▸ **Requirements**
Find every line in the rows that contains the word "hand" and copy each of those lines. Case counts.

(Items from a data source)
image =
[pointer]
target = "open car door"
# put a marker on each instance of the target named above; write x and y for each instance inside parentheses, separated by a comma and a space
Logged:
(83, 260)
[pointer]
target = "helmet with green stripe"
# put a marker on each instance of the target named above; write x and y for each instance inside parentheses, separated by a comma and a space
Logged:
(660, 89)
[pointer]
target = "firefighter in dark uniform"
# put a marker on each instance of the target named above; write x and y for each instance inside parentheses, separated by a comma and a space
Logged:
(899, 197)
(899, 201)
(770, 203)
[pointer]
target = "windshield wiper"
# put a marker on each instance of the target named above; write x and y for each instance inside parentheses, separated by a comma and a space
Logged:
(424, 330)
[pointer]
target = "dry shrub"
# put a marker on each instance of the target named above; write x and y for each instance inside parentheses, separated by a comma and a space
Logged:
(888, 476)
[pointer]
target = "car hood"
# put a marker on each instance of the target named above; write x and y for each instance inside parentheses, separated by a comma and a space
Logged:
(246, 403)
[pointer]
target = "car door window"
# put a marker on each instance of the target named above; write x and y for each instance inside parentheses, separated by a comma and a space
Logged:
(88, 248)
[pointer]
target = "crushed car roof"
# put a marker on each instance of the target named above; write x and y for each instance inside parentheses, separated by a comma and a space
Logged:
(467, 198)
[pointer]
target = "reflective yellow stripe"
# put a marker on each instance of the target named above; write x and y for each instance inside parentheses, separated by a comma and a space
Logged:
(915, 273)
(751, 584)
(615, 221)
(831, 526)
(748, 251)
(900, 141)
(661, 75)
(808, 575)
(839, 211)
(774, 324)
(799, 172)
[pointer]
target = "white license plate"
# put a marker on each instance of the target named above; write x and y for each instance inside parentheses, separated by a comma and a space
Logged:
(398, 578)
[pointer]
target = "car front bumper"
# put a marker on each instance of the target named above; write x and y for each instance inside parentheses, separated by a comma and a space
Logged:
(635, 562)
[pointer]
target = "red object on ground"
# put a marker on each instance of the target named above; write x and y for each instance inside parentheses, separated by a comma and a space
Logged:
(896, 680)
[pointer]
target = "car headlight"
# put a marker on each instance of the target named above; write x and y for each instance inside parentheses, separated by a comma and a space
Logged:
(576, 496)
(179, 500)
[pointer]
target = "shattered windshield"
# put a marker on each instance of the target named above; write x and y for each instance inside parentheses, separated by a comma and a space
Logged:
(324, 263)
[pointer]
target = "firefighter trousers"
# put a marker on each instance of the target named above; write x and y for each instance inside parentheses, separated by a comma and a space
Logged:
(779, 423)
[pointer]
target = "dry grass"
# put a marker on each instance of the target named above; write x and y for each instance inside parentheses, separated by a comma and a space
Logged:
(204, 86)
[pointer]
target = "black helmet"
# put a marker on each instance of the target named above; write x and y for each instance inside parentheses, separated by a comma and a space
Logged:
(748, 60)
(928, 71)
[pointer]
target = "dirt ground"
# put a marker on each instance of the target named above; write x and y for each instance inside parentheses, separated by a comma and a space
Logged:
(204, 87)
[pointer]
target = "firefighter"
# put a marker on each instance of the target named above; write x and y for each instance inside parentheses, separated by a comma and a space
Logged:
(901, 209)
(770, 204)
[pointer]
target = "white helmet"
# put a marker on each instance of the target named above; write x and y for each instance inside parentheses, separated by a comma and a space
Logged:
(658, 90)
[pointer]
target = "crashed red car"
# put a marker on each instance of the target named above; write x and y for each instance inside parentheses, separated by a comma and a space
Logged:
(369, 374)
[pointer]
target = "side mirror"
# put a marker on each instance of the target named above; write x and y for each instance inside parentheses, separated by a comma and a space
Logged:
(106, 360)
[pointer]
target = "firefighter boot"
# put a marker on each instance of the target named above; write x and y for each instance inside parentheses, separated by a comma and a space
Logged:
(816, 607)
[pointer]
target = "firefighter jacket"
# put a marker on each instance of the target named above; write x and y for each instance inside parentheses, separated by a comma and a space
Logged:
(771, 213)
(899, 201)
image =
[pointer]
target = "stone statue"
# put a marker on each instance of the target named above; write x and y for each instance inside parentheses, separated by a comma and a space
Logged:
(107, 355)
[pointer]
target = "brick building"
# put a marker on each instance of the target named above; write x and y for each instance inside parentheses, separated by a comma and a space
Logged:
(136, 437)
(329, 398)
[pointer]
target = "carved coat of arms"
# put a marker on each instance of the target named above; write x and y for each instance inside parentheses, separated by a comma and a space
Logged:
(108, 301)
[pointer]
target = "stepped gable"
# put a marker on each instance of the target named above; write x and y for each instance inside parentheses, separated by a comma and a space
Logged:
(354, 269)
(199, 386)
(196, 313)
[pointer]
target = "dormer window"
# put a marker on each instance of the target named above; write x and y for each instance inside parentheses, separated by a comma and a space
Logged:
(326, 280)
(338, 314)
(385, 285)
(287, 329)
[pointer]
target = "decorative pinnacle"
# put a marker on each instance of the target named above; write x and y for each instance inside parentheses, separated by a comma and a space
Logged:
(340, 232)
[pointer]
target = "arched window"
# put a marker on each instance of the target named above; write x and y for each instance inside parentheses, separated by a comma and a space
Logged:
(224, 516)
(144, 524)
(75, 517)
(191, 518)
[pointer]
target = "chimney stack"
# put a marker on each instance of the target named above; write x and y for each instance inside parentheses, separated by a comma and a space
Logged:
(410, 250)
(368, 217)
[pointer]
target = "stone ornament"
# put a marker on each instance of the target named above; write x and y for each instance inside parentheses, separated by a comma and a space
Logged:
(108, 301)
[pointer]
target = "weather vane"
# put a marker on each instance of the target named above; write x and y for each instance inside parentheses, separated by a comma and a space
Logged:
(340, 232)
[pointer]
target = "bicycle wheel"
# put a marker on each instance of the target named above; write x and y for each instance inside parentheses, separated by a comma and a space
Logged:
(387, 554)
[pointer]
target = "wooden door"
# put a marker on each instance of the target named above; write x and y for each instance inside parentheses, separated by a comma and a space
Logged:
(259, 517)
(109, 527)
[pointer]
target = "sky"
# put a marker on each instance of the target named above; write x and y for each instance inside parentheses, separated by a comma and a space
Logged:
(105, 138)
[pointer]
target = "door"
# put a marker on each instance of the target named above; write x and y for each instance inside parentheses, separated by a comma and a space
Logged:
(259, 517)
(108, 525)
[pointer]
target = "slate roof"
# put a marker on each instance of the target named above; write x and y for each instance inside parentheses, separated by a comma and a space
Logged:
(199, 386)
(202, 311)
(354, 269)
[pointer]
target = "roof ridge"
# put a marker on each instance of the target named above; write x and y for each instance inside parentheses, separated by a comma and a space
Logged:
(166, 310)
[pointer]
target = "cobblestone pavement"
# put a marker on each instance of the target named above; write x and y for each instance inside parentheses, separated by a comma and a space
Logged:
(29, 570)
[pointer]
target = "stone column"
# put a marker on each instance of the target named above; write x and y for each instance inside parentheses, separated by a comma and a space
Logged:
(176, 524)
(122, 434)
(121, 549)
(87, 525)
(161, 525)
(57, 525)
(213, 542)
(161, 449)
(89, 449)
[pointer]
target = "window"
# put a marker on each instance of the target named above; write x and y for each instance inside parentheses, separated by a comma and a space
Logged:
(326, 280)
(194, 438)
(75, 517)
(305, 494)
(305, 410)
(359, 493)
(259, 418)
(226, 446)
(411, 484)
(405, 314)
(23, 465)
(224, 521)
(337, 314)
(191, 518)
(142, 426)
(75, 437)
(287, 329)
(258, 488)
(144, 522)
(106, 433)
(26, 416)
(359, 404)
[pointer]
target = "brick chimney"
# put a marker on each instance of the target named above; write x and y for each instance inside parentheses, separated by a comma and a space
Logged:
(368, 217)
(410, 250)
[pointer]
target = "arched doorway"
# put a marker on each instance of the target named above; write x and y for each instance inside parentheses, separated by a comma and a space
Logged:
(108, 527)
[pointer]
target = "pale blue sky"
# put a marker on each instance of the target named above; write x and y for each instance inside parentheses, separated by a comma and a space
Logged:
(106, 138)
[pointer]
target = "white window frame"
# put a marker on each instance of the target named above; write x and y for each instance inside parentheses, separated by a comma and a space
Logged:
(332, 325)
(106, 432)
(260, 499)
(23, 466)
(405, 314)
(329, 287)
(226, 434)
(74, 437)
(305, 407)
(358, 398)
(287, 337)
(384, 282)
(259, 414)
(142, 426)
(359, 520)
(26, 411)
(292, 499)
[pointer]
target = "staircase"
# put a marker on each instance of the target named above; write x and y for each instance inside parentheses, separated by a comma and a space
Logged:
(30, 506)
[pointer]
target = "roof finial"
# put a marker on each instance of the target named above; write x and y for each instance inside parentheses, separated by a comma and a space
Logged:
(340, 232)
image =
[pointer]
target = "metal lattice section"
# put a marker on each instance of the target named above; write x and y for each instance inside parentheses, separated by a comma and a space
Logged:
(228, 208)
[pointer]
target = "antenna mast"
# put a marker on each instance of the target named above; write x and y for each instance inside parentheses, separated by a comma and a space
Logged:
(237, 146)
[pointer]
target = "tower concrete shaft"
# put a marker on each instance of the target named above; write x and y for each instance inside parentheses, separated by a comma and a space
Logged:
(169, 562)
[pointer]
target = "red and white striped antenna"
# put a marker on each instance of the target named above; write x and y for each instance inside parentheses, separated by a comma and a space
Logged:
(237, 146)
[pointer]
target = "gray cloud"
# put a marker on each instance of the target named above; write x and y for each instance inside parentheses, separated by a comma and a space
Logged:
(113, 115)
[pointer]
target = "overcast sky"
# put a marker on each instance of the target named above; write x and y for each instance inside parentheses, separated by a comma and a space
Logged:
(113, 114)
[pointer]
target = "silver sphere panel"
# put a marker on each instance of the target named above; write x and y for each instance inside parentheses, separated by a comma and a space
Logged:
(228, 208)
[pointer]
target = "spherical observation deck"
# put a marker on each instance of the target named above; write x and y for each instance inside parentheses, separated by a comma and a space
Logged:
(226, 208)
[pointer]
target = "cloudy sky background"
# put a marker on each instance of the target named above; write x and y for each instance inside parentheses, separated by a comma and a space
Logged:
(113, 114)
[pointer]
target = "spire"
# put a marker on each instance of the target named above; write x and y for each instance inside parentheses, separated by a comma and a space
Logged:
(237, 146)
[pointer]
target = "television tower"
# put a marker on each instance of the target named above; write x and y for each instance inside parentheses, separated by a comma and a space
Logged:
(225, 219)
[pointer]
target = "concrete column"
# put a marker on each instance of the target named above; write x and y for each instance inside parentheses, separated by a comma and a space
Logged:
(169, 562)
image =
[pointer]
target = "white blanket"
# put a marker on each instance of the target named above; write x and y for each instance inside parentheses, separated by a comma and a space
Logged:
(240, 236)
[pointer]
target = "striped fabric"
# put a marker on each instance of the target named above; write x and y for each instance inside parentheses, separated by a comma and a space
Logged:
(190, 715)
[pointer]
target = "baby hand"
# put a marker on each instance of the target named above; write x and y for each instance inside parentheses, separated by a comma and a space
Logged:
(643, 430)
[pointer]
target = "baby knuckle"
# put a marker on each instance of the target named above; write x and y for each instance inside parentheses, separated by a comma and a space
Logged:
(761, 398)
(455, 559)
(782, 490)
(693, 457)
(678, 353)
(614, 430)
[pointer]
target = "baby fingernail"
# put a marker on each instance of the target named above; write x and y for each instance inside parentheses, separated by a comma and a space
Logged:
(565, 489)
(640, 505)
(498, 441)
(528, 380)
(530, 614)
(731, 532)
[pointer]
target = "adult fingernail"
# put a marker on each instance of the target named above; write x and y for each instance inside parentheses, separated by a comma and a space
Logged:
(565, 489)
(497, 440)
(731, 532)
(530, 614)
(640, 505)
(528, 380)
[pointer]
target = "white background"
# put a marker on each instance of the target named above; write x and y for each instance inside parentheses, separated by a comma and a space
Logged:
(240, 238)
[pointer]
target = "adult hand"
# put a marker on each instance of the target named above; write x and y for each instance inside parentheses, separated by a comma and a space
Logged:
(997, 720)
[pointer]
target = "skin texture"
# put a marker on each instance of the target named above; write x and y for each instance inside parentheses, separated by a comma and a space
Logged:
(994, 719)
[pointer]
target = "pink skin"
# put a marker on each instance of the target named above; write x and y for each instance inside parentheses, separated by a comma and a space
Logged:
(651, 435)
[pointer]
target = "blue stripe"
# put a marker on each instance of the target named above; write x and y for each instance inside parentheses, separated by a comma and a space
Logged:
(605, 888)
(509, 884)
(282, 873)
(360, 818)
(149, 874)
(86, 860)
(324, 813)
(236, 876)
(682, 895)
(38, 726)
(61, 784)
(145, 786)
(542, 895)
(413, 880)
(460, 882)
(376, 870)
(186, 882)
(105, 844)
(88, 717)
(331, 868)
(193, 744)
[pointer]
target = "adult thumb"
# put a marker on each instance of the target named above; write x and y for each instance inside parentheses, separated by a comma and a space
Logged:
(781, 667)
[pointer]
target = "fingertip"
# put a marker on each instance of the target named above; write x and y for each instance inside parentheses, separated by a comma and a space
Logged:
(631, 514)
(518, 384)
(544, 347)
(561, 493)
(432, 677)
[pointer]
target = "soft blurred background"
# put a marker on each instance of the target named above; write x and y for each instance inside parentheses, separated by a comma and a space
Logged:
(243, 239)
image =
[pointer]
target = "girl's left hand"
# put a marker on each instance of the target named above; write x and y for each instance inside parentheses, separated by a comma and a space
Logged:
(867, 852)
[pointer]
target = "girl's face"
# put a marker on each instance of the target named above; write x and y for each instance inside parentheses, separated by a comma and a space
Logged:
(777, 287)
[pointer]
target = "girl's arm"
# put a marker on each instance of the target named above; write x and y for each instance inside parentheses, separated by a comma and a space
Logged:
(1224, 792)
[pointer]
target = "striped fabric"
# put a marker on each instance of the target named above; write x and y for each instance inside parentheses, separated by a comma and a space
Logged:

▸ **Finished exercise**
target = "baby hand"
target = "adult hand"
target = "girl's left hand"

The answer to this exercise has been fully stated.